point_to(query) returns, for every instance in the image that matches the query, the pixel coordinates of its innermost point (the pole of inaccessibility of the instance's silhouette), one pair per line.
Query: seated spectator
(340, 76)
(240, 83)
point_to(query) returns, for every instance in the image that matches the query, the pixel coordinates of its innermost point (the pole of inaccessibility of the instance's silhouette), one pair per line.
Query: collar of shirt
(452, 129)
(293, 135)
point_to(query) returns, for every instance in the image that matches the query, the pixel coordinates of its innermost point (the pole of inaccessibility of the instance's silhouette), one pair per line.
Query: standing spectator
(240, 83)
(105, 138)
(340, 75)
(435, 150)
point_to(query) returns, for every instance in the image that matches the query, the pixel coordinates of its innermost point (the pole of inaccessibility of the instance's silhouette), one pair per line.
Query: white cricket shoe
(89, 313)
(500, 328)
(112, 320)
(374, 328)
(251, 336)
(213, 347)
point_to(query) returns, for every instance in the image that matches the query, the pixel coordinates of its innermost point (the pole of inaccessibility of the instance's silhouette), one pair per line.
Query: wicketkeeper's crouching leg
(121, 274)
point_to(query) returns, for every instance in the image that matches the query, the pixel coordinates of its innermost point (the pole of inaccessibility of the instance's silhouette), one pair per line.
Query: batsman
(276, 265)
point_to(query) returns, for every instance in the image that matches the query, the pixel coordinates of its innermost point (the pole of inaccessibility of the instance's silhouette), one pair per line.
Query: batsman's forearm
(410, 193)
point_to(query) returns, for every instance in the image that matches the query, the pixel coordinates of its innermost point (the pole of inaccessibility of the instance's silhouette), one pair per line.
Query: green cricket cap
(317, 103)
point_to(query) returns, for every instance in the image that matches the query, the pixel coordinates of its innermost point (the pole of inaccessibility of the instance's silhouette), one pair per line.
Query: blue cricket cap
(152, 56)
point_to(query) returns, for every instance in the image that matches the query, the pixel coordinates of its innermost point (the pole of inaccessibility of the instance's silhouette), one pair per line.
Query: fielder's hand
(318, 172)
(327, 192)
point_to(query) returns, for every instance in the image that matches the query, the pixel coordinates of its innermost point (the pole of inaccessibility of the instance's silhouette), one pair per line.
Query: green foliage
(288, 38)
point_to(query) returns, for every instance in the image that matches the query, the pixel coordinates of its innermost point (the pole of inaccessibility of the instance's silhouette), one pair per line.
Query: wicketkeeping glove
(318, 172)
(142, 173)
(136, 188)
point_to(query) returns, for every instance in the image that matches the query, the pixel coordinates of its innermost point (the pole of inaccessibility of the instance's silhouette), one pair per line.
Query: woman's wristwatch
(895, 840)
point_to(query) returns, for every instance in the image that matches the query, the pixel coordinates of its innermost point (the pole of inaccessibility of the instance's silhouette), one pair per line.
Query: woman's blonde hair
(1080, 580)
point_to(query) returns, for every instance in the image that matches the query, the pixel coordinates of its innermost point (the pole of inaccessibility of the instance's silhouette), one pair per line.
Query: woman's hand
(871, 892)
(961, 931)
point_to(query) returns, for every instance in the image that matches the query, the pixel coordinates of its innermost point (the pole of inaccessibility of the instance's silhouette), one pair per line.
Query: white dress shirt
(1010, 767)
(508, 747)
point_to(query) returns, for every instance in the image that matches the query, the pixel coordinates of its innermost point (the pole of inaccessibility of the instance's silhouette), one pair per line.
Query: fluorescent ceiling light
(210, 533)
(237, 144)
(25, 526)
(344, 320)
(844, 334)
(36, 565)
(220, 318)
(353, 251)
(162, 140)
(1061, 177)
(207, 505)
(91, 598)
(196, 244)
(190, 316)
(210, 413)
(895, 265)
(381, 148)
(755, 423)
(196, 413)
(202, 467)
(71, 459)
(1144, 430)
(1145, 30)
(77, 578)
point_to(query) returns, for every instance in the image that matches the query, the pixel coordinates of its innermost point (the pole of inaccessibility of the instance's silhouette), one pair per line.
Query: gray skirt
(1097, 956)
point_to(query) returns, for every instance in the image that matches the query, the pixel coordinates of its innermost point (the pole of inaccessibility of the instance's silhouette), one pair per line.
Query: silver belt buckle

_ _ _ _ _ _ _

## What the task asks
Count the lines in the material above that contain the string "green", treating uppercase and lowercase as different, and reply with the number alone.

## Problem solution
2